**Raw data**
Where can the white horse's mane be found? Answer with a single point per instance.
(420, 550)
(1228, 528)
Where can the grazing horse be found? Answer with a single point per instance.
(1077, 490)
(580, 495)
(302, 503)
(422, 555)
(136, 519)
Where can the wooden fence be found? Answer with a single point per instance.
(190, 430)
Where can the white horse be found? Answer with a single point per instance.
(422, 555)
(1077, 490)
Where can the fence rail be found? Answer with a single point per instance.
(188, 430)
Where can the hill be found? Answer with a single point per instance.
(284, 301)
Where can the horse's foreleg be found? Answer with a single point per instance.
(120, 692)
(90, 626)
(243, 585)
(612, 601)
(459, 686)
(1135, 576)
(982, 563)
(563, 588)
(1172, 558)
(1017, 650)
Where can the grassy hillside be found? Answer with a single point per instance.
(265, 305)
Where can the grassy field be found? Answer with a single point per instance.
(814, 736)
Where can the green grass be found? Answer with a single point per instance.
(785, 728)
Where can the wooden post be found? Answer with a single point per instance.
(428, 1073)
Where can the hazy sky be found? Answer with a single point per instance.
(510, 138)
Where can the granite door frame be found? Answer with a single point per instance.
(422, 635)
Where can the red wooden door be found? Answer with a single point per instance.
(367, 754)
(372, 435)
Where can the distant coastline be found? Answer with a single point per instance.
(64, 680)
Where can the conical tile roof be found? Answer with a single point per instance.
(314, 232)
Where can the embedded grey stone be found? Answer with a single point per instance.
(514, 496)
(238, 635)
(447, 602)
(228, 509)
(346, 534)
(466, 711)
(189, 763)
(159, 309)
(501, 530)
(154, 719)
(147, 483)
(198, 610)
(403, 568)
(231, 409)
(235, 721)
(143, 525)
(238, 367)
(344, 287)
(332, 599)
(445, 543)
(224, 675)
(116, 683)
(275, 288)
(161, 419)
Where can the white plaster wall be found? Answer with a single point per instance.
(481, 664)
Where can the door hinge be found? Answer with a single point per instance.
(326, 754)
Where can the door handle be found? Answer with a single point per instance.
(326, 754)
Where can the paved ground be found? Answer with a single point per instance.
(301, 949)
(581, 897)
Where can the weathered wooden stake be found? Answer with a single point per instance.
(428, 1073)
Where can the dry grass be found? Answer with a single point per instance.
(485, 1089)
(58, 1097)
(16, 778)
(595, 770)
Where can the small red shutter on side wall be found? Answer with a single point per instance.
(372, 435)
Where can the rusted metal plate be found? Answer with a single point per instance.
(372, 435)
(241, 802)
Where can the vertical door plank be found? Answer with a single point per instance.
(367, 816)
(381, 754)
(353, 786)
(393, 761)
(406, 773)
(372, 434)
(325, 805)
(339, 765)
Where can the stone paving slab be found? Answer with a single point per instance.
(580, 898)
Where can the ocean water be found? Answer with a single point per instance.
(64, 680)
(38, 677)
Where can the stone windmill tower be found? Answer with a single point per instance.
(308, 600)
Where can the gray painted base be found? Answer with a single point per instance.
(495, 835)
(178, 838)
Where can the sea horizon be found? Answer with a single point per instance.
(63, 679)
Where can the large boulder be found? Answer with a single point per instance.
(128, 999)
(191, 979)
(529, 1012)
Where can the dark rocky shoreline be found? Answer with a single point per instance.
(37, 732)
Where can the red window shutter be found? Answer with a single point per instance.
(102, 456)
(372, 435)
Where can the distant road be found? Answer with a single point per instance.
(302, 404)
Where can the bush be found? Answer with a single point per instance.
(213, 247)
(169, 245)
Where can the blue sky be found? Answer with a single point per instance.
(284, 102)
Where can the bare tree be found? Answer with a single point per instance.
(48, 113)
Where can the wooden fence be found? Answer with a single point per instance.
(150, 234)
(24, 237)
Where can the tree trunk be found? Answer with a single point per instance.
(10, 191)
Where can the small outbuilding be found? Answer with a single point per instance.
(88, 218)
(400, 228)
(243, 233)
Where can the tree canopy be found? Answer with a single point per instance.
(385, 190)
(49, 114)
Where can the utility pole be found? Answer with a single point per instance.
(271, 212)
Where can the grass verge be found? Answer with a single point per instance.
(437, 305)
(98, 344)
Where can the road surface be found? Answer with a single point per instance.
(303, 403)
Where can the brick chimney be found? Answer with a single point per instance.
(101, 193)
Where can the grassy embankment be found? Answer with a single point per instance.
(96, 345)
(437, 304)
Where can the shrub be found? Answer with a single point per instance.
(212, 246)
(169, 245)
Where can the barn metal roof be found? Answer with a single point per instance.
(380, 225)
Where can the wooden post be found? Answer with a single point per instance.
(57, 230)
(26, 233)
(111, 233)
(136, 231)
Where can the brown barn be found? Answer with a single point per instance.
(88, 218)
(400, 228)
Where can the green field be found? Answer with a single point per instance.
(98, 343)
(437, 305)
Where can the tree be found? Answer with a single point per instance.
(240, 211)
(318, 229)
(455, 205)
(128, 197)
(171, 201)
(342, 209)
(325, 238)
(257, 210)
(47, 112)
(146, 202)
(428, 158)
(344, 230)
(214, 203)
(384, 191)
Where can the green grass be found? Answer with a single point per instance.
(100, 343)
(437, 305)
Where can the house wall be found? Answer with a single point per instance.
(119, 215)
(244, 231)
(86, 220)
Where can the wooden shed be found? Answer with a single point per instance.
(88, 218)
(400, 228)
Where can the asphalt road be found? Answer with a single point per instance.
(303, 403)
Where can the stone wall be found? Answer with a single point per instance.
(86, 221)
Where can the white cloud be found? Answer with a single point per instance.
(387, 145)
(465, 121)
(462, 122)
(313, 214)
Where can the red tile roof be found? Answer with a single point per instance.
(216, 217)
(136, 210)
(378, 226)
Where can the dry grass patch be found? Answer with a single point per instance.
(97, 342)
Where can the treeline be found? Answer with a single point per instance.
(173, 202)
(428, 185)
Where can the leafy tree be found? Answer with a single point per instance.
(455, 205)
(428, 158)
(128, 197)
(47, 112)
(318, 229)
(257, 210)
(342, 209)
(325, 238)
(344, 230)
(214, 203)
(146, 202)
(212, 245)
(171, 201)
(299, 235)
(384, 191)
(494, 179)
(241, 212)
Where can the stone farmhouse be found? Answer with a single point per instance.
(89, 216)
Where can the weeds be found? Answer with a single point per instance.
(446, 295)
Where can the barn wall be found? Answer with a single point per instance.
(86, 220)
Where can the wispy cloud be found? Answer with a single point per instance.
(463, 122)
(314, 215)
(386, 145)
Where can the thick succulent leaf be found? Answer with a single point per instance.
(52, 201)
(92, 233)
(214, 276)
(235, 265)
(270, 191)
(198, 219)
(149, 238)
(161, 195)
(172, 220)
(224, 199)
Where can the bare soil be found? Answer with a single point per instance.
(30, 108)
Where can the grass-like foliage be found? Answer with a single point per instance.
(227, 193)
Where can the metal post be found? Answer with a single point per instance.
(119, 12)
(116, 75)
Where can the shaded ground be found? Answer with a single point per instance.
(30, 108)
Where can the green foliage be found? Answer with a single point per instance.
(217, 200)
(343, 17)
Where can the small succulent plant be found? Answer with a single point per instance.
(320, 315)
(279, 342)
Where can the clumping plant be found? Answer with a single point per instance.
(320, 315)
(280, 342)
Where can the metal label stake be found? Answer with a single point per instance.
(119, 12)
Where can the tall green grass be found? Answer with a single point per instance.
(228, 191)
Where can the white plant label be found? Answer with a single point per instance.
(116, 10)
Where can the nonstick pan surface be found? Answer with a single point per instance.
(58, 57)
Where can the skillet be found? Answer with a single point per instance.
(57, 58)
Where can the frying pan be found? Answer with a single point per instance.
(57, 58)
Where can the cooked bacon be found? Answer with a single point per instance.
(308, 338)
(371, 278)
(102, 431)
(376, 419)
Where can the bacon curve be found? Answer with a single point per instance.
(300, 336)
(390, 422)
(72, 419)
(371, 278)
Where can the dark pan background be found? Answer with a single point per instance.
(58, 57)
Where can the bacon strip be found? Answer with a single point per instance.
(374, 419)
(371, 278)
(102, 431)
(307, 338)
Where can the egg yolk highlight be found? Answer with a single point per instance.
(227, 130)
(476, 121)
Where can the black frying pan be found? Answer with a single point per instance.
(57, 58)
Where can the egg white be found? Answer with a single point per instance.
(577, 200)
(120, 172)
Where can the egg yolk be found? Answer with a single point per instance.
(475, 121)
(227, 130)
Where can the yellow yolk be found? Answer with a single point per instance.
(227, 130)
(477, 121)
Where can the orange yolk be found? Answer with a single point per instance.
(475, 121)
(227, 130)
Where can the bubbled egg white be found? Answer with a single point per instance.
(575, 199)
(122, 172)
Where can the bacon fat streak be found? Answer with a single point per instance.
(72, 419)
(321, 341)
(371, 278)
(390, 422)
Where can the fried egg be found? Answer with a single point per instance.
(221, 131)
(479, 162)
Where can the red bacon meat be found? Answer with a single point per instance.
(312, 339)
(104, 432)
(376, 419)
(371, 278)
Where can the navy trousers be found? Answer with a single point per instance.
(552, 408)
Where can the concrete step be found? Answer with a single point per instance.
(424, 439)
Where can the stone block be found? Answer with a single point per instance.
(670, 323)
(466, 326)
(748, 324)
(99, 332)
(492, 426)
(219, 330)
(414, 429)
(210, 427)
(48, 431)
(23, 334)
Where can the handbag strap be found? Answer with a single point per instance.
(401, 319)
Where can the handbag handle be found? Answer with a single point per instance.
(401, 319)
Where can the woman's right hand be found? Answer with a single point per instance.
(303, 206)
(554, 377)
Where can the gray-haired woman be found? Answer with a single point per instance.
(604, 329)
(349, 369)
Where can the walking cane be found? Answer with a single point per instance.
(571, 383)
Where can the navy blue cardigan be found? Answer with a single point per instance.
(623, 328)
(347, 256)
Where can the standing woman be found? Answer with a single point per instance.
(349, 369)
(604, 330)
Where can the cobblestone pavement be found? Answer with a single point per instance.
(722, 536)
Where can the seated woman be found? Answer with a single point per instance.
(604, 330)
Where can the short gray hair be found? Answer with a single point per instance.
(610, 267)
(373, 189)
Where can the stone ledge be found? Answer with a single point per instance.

**What is expected**
Only the lines from the one containing "Where can the short" through the last line above belong in your answer. Retype them exactly.

**Written reply**
Where can the short gray hair be found? Answer with a single point per instance.
(610, 267)
(373, 189)
Where can the stone ledge be found? Answer with a single point per instance.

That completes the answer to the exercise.